Raw records:

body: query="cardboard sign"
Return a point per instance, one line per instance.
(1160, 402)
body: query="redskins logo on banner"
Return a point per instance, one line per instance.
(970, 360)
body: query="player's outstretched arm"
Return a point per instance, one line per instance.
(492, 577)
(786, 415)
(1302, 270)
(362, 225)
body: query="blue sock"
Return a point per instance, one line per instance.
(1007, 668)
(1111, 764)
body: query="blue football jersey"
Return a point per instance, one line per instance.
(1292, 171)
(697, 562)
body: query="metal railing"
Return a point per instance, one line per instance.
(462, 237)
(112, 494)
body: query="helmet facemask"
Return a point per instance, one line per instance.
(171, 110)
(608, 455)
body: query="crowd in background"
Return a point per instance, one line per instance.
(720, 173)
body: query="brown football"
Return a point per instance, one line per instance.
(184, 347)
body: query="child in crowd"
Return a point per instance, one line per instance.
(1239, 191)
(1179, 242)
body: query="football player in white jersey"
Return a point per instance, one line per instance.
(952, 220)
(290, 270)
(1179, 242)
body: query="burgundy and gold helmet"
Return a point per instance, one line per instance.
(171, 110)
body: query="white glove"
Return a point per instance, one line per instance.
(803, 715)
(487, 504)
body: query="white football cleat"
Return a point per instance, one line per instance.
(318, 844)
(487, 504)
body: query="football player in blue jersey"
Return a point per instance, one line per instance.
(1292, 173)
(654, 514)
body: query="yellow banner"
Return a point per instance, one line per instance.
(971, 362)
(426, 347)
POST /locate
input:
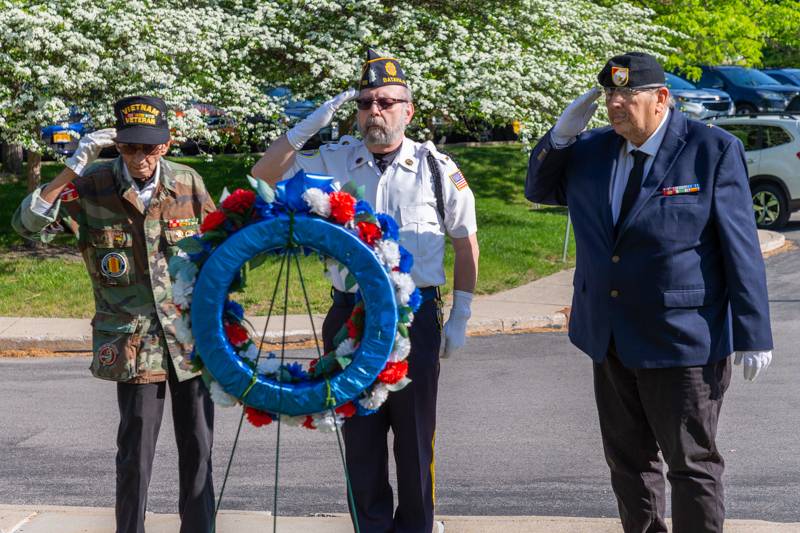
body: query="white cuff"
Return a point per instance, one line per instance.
(40, 206)
(462, 300)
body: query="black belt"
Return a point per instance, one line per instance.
(349, 298)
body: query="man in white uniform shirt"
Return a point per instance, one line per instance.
(400, 178)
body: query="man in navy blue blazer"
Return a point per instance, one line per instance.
(669, 282)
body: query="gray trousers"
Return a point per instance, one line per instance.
(141, 407)
(674, 410)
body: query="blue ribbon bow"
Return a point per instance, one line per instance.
(289, 192)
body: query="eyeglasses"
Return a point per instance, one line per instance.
(383, 103)
(133, 149)
(626, 92)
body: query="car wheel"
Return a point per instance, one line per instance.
(770, 206)
(746, 109)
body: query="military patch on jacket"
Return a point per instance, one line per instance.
(107, 354)
(181, 222)
(680, 189)
(458, 180)
(114, 265)
(69, 193)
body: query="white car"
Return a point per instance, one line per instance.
(772, 148)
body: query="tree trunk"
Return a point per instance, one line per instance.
(34, 170)
(12, 158)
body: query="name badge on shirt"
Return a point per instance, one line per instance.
(680, 189)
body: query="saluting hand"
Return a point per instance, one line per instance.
(575, 117)
(455, 330)
(754, 363)
(308, 127)
(89, 149)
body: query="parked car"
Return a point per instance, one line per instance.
(216, 119)
(752, 90)
(772, 151)
(296, 110)
(786, 76)
(63, 136)
(698, 103)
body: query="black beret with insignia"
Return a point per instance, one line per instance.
(381, 70)
(634, 69)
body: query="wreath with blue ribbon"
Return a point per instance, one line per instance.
(304, 214)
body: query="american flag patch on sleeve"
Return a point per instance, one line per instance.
(458, 180)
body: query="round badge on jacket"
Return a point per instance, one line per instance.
(107, 354)
(114, 265)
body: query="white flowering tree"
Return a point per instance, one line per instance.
(466, 60)
(490, 61)
(87, 54)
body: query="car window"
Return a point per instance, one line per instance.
(775, 136)
(749, 77)
(747, 133)
(710, 79)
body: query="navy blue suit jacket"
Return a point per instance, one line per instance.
(683, 283)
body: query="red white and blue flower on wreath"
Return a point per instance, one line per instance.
(342, 207)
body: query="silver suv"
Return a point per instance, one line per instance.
(772, 148)
(698, 103)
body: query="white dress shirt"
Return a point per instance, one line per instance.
(404, 191)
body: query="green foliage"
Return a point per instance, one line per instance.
(750, 33)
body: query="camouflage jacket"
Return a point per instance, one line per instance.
(126, 249)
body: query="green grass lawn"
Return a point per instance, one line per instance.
(518, 243)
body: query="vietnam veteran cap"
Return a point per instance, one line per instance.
(634, 69)
(141, 120)
(380, 70)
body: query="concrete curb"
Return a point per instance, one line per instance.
(770, 241)
(49, 518)
(542, 305)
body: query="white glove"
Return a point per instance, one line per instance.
(308, 127)
(89, 149)
(575, 118)
(754, 363)
(455, 330)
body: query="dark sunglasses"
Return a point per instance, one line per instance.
(383, 103)
(132, 149)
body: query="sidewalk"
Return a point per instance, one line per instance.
(48, 519)
(542, 304)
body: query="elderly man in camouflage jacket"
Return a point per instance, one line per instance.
(128, 214)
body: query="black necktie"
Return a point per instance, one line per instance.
(633, 186)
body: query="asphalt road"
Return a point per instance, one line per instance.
(517, 434)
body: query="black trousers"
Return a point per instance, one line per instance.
(411, 415)
(140, 408)
(674, 410)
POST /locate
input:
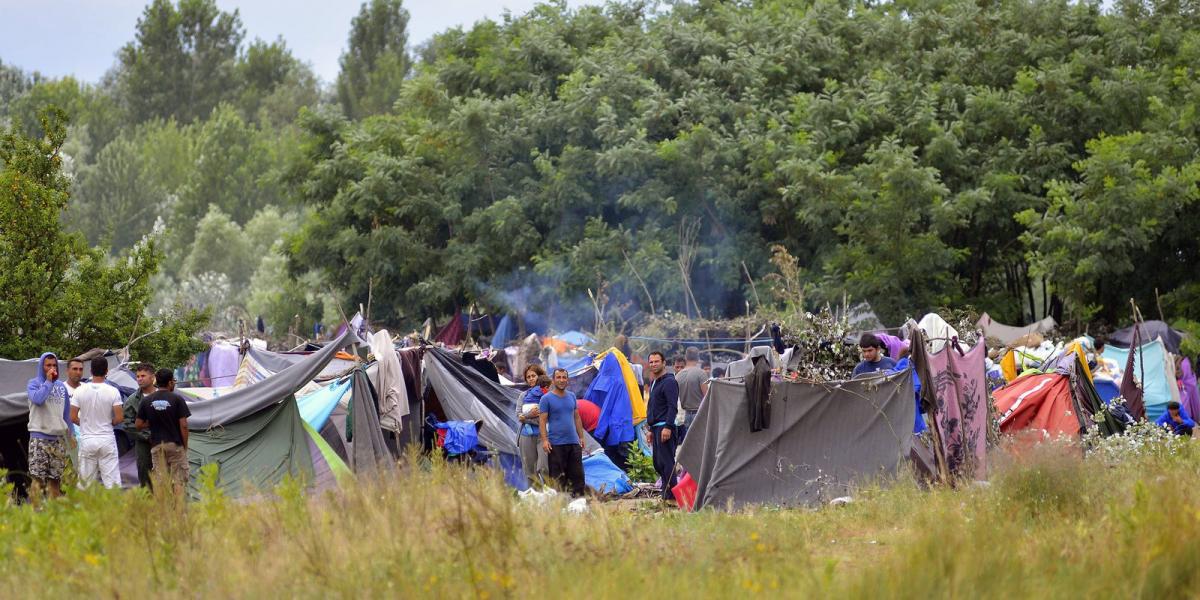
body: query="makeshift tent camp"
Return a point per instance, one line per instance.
(1009, 334)
(256, 436)
(1156, 371)
(1150, 330)
(822, 439)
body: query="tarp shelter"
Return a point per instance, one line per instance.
(822, 439)
(466, 395)
(256, 435)
(1009, 334)
(1156, 371)
(1150, 330)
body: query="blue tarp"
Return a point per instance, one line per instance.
(1156, 388)
(609, 391)
(505, 333)
(576, 337)
(316, 407)
(604, 477)
(574, 366)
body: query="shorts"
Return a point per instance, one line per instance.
(47, 459)
(171, 460)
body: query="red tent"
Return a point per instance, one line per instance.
(1039, 402)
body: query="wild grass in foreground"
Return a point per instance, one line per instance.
(1050, 525)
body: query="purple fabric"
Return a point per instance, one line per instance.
(894, 345)
(960, 385)
(1191, 396)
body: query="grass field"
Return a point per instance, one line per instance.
(1050, 525)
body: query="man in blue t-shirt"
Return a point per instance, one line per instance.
(562, 433)
(1176, 419)
(873, 357)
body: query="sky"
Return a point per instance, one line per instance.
(81, 37)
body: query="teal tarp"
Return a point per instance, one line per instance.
(1156, 385)
(316, 407)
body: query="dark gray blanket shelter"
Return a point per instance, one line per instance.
(822, 439)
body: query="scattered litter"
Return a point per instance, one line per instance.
(577, 507)
(537, 497)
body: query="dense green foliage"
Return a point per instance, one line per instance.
(60, 294)
(1023, 156)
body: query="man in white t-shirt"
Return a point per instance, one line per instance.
(96, 407)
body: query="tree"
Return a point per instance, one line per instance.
(376, 63)
(60, 294)
(181, 63)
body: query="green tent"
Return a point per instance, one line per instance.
(257, 451)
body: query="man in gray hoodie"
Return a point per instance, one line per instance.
(49, 423)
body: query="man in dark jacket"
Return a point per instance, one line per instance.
(660, 414)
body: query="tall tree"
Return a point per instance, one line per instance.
(60, 294)
(376, 63)
(181, 63)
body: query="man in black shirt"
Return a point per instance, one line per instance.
(165, 413)
(660, 414)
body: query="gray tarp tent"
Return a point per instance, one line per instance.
(273, 390)
(822, 438)
(1009, 334)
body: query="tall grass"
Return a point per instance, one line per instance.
(1050, 525)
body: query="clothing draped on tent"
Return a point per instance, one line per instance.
(1150, 330)
(246, 401)
(937, 331)
(1191, 395)
(388, 378)
(466, 395)
(1009, 334)
(822, 439)
(369, 451)
(961, 417)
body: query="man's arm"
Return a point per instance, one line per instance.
(543, 429)
(579, 429)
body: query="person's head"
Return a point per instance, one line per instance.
(562, 378)
(165, 379)
(145, 377)
(100, 367)
(534, 372)
(871, 347)
(51, 366)
(75, 371)
(657, 361)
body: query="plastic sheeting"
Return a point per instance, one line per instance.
(316, 407)
(1151, 363)
(1009, 334)
(466, 395)
(253, 399)
(822, 439)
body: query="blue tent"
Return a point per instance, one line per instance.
(604, 477)
(1152, 361)
(609, 391)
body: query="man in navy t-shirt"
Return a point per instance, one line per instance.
(873, 357)
(562, 433)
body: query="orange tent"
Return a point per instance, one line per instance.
(1038, 402)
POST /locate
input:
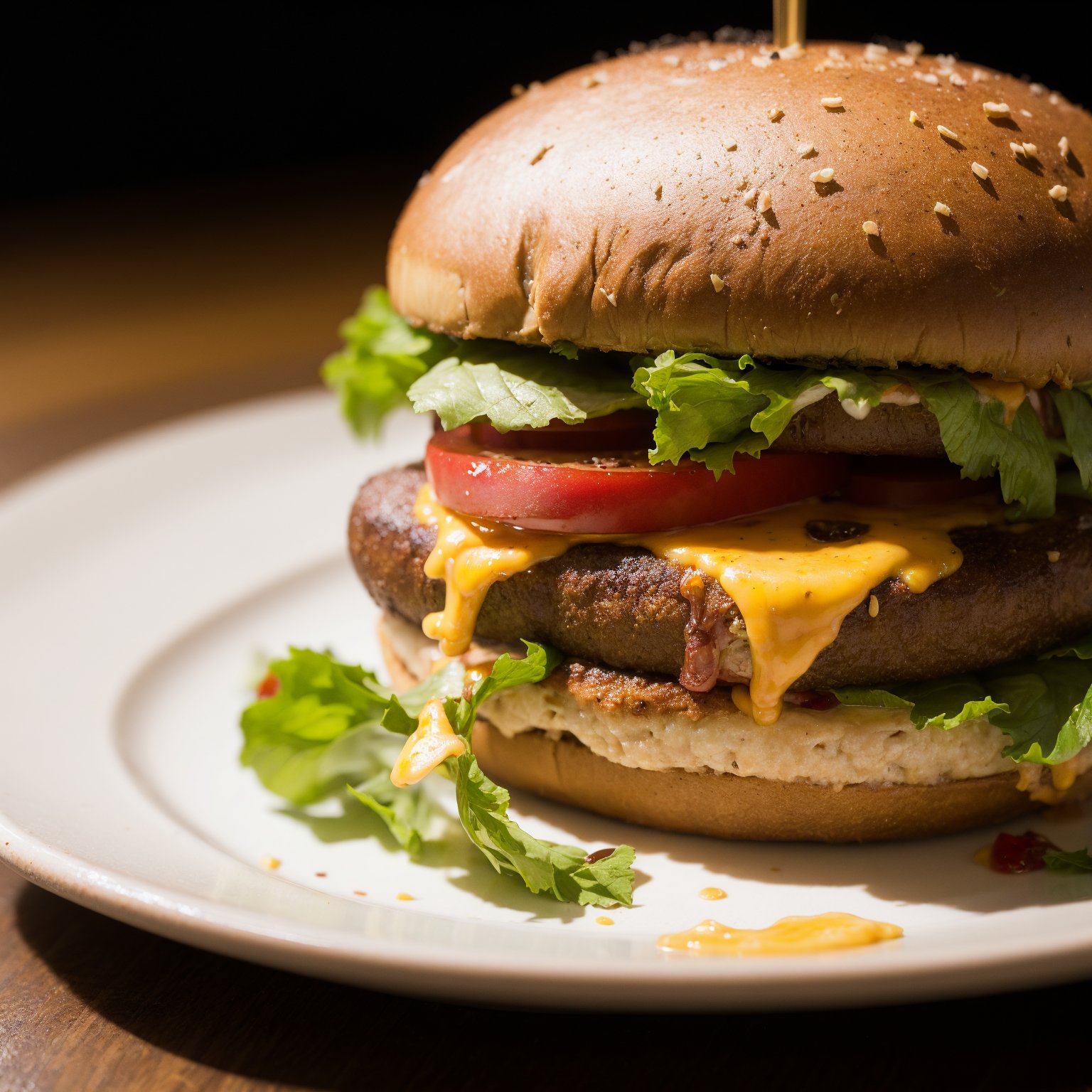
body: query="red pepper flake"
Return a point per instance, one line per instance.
(269, 686)
(1019, 853)
(599, 855)
(812, 699)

- _Exercise brief_: Report only the number of lines in the records above that contain the string "wreath", counting it only where the case matches.

- _Full output_: 2